Marina, do ICMBio, lembra ainda modelos de parceria de sucesso com entidades do terceiro setor, como o Parque Nacional da Serra da Capivara e o das Cavernas do Peruaçu (MG), com o Instituto Ekos, que abriu um fundo para angariar recursos e desenvolver o turismo local, inclusive com doação de grandes empresas 100% destinadas às atividades do parque.

— Cada parque tem um tipo de solução e a parceria com ONGS é também uma excelente alternativa — diz ela.

Desde que assumiu a concessão dos Parques Nacionais de Aparados da Serra e Serra Geral, região de cânions entre os estados do Rio Grande do Sul e Santa Catarina, há um ano e meio, a concessionária Urbia Cânions Verdes investiu em infraestrutura, segurança e serviços de alimentação. Em janeiro passado, instalou sobre o cânion Fortaleza, com paredões de até 800 metros de altura, um balanço infinito, que dá ao turista sensação de “voo livre”.

Mas a melhoria dos serviços e as opções dentro do parque, sozinhas, não são suficientes para alavancar o turismo.

### O QUE FAZER
1 - Reescreva o trecho do texto sobre parques nacionais entre "Marina, do ICMBio, lembra" e "atividades do parque.", inclusive, alterando "fundo" para "programa".
2 - Prossiga com o texto sobre parques nacionais a partir do ponto em que ele termina.
Os registros não são necessários para esta atividade.

### DADOS FORNECIDOS
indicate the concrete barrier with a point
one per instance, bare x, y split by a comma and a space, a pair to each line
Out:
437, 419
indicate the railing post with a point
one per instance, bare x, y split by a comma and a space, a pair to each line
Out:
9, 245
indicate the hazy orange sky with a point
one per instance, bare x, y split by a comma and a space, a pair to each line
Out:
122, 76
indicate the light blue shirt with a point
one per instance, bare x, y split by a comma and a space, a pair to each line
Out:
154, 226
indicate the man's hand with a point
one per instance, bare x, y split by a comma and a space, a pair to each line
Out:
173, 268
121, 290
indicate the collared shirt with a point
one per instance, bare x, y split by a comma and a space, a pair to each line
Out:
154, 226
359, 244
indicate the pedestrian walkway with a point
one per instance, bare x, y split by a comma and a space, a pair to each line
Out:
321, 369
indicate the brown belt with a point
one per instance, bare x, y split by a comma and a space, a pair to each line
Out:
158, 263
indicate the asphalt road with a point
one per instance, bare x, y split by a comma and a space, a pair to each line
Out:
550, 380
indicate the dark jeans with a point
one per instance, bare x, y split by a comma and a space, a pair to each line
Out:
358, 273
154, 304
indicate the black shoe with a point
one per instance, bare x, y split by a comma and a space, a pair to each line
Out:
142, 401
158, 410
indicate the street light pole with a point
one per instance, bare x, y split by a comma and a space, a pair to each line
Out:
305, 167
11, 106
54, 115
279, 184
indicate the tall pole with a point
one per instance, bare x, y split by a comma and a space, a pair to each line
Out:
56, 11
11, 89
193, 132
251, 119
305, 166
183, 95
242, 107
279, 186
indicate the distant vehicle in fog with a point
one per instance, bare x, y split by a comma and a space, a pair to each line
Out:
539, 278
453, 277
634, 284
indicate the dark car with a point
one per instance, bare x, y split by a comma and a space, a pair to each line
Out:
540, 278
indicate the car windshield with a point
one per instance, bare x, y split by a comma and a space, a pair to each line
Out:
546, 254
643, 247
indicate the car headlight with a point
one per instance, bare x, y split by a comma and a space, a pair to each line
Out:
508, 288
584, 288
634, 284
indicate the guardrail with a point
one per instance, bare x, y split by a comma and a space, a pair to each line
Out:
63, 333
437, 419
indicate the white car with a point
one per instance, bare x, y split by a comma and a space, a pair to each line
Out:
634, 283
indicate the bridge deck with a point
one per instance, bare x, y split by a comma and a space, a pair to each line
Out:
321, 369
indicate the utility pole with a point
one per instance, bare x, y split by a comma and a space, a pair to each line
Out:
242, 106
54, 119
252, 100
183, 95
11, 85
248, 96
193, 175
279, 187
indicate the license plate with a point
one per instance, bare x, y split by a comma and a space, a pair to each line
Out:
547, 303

### RESULTADOS DO EXERCÍCIO
1 -
Marina, do ICMBio, lembra ainda modelos de parceria de sucesso com entidades do terceiro setor, como o Parque Nacional da Serra da Capivara e o das Cavernas do Peruaçu (MG), com o Instituto Ekos, que abriu um programa para angariar recursos e desenvolver o turismo local, inclusive com doação de grandes empresas 100% destinadas às atividades do parque.

2 -
Fabiano Souza, secretário de Turismo da cidade de Cambará do Sul (RS), uma das principais portas de entrada do parque, afirma que foi vendida na região a ideia de retorno econômico rápido, que não ocorreu. Segundo ele, as duas principais estradas de acesso ao parque pelo Rio Grande do Sul ainda são de pedra ou terra. Na chegada ao parque da Serra Geral, onde fica o cânion Fortaleza, o turista enfrenta 8 quilômetros de estrada de pedras. A rodovia estadual RS 427, caminho para quem segue de Porto Alegre até o parque, tem ainda um trecho de 12 quilômetros de terra na serra e a licitação para execução da obra está parada desde 1998 no Tribunal de Contas do estado.

— Muito do que foi pensado não aconteceu. Os processos não ocorrem do dia para a noite. Na época da concessão foi vendido um milagre econômico, mas as coisas são muito mais lentas do que pareciam ser, sem contar os problemas econômicos, como o preço dos combustíveis e a inflação, que deixam o turismo das famílias em segundo plano — diz ele.

Também no último governo foram feitas as concessões de duas Florestas Nacionais na região, a Flona de Canela e a de São Francisco de Paula. As duas são alvo de ações do Ministério Público Federal por abranger áreas que há décadas são reivindicadas por povos indígenas, que sofrem com a lentidão em estudos de regularização de suas terras tradicionais. Com isso, o processo está suspenso e o ICMBio deve voltar a discutir com os indígenas a situação nas duas áreas concessionadas.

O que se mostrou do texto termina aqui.